## Work instructions
Copy the records exactly, every one of them.
━━━
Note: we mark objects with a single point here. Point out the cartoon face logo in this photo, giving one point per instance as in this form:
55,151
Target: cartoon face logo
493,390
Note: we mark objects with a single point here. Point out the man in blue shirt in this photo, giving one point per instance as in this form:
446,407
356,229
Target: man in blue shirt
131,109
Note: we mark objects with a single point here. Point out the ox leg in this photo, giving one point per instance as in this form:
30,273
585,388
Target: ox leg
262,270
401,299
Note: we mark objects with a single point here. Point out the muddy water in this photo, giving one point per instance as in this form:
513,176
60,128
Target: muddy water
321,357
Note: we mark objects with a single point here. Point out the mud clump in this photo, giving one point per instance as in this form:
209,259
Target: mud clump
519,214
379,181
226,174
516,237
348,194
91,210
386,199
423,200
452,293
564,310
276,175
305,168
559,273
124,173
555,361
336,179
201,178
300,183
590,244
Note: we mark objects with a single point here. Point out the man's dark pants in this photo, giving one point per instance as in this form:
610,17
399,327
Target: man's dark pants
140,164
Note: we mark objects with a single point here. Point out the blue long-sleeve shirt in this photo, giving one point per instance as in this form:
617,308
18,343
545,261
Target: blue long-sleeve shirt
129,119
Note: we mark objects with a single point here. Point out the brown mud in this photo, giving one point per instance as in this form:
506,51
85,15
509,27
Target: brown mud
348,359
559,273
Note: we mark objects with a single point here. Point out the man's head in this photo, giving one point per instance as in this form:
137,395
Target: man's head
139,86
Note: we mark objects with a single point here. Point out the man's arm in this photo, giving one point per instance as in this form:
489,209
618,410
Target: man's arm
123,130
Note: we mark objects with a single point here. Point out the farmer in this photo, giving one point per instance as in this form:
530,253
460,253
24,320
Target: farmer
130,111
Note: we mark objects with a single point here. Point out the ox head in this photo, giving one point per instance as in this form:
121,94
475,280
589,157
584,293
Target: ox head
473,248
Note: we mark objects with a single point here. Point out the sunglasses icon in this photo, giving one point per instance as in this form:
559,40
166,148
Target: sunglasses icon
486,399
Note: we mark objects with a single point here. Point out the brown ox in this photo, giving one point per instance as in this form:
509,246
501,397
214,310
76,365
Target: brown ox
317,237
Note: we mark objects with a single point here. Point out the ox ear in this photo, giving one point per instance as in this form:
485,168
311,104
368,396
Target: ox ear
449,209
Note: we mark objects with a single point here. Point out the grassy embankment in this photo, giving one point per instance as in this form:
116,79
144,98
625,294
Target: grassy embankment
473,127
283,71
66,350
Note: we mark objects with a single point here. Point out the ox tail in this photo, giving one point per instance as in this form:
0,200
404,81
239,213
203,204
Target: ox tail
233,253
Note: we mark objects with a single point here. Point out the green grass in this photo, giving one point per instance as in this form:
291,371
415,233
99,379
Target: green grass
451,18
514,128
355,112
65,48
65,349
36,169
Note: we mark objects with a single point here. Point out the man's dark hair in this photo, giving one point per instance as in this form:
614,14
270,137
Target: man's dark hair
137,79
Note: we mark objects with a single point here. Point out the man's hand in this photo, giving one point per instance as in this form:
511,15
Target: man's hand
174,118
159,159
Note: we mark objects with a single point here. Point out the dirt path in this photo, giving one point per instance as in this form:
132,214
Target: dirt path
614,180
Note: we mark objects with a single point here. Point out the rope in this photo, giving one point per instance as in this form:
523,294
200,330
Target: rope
━━━
## Solution for this task
Note: we mark objects with a single point here. Point out the cartoon face logo in this photo, giving one point per instance as in this form:
55,151
Target: cartoon face logo
493,390
Note: we mark objects with a single point here. Point out the man in blue shirt in this photo, giving one point per instance as in this form:
446,407
356,229
Target: man in blue shirt
131,109
Note: we mark objects with a single point here. Point out the ox leg in this photo, giving one point per instance as in this form:
30,273
585,388
Target: ox leg
262,270
401,299
Note: we mark objects with a single point here. Point out the muddy water in this photo, giving one point per instance as in this form:
513,176
60,128
Target: muddy water
321,357
Note: we mark objects with a single point here. Point out the mud clump in this photo, giving one point per instance as in this form:
209,259
Target: mud clump
519,214
379,181
226,174
516,237
348,194
91,210
386,199
423,200
452,293
564,310
276,175
305,168
559,273
124,173
555,361
336,179
201,178
300,183
590,244
Note: we mark objects with a single point here. Point out the man's dark pants in this photo, giving one point per instance as in this form:
610,17
399,327
Target: man's dark pants
140,164
Note: we mark objects with a single point here. Point out the blue long-sleeve shirt in this photo, giving one point per instance as in this form:
617,308
18,343
545,261
Target: blue long-sleeve shirt
129,119
Note: we mark objects with a single point here. Point out the brown mud in this photo, giving one point per instance as in this form:
506,51
85,15
509,27
Target: brown mud
348,359
559,273
Note: we mark objects with a single point here. Point out the man's head in this photo, giving one point per instance as in this form:
137,395
Target: man's head
139,86
Note: we mark objects with a single point here. Point out the man's arm in this photo, giving one point per instance as in this form:
489,209
618,410
Target: man's arm
123,130
Note: we mark objects with a single point here. Point out the farmer in this photo, giving one point per instance as in this form:
530,253
460,253
24,320
Target: farmer
130,111
Note: we mark objects with a single point here. Point out the ox head in this photo, giving one point per instance as in this form:
121,94
475,280
589,157
584,293
Target: ox head
473,248
Note: we mark objects with a single point here. Point out the sunglasses icon in this photo, giving one point per instance as in this form:
559,40
166,148
Target: sunglasses icon
486,399
Note: we mark objects with a single point here. Point out the brown ox in this photo, giving one point per instance as in this form:
509,246
501,397
214,310
76,365
Target: brown ox
317,237
Note: we mark objects with a single point here. Point out the ox ear in this photo, giving one point per instance as in this form:
485,168
311,104
368,396
Target: ox ear
449,209
Note: we mark objects with a single point here. Point out the grassy embankment in this photo, giving one point per instance as in this form:
116,79
144,98
625,294
Target: grassy embankment
473,127
283,71
66,350
Note: we mark objects with a single point here. Point out the ox tail in this photo, giving one point per instance as in this form:
0,200
404,81
239,213
203,204
Target: ox tail
233,253
Note: we mark objects with a single point here. Point out the green grass in this photo, giving one point per instance as in this form:
291,371
415,233
99,379
Target: green grass
451,18
514,128
355,112
65,48
65,349
36,169
Note: we mark objects with a single point here. Point out the man's dark hair in this photo, giving one point per instance as in this form:
614,14
270,137
Target: man's dark hair
137,79
Note: we mark objects with a single point here. Point out the man's hand in this photo, giving one point per instance as in this form:
511,15
Target: man's hand
174,118
159,159
Note: we mark objects with a single point here. Point out the dirt path in this photo, giving one point per instance as in this form:
132,214
Target: dirt path
614,180
Note: we mark objects with a single point here. Point out the rope in this photo, giving one point per instance as in this form:
523,294
200,330
Target: rope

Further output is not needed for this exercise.